Okuma Parçası:
§

Geçen günlerde PTT 1. Ligi'nde üst sıralarda mücadele eden güçlü bir takımla, ligin dibine demir atan ve düşmesi kuvvetli bir ihtimal olan iki ekibin karşılaşması vardı. Maç  hedefi şampiyon olan güçlü bir ekibin evinde oynanmasının bazı şark kurnazlarının iştahını kabarttığı söyleniyor. Gelin görün ki o şark kurnazları kuvvetli olan ekibin yenilmesini isteyip, hiçbir iddiası olamayan rakibin yenmesini istemiş. Sahadaki oynayan oyuncu da bu talebi geri çevirmeyerek, sanki rakip takım playoff için savaşırcasına güçlü olan takımın 90 dakika boyunca kafasına kafasına vurmuş ve galip gelmeyi başarmış. Peki bu ezilen takım hangisi? Maalesef bahsi geçen takım Antalyaspor.
Bu durum sizlere de garip gelmiyor mu sevgili okuyucular. Pekâlâ futbolda olmazsa olmaz olabiliyor. Ancak bu hezimet sonrası bir o kadar garabet söylentilerin olması mide bulandırıcı oluyor. Tüm olumsuzluklar bir kenara ahali, takım giderek Süper Lig hedefinden uzaklaşıyor. Kendi sahasında üst üste gelen puan kayıpları fırtına öncesi sessizlik gibi...

§

Ham Kayıtlar:
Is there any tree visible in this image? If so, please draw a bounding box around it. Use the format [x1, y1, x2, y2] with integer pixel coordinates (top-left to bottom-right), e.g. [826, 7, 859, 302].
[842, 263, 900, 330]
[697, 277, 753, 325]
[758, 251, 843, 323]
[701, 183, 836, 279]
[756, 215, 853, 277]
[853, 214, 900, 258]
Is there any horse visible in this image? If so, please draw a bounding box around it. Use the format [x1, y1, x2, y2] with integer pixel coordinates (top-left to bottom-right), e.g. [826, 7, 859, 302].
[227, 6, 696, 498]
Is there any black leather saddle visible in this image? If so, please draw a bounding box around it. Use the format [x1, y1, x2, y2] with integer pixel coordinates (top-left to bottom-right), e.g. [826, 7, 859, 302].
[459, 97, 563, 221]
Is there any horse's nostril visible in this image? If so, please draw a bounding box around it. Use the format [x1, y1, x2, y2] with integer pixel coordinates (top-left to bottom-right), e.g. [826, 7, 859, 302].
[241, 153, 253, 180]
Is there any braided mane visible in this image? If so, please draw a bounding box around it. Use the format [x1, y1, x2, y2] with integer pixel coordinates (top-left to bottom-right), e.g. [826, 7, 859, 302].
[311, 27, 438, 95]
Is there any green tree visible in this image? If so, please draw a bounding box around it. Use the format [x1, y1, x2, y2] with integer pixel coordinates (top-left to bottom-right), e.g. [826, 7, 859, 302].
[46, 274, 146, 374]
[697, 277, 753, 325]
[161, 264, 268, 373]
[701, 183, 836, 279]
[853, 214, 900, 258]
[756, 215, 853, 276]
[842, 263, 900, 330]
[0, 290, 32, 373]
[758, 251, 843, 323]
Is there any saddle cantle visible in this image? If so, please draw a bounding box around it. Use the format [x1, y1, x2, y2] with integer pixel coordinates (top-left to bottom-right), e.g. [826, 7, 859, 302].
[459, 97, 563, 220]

§

Alıştırma Bölümleri:
(1) Okuma parçasına göre şu soruları kısaca yanıtlayın:
(a) Güçlü ekibin karşısına çıkan rakip ligde hangi konumdadır?
(b) Yazıda ezilen takım olarak hangi takım anılıyor?
(c) Takım giderek hangi hedeften uzaklaşıyor?
(2) Okuma parçasında "Bu durum sizlere" sözleriyle başlayan ve "öncesi sessizlik gibi..." sözleriyle biten bölümü aynen yeniden yazın.
Kayıtlar başka bir kaynaktan alınmıştır.

Sıralı Çözümler:
(1)
(a) Ligin dibine demir atmış ve düşmesi kuvvetli bir ihtimaldir.
(b) Antalyaspor.
(c) Süper Lig hedefinden.

(2)
Bu durum sizlere de garip gelmiyor mu sevgili okuyucular. Pekâlâ futbolda olmazsa olmaz olabiliyor. Ancak bu hezimet sonrası bir o kadar garabet söylentilerin olması mide bulandırıcı oluyor. Tüm olumsuzluklar bir kenara ahali, takım giderek Süper Lig hedefinden uzaklaşıyor. Kendi sahasında üst üste gelen puan kayıpları fırtına öncesi sessizlik gibi...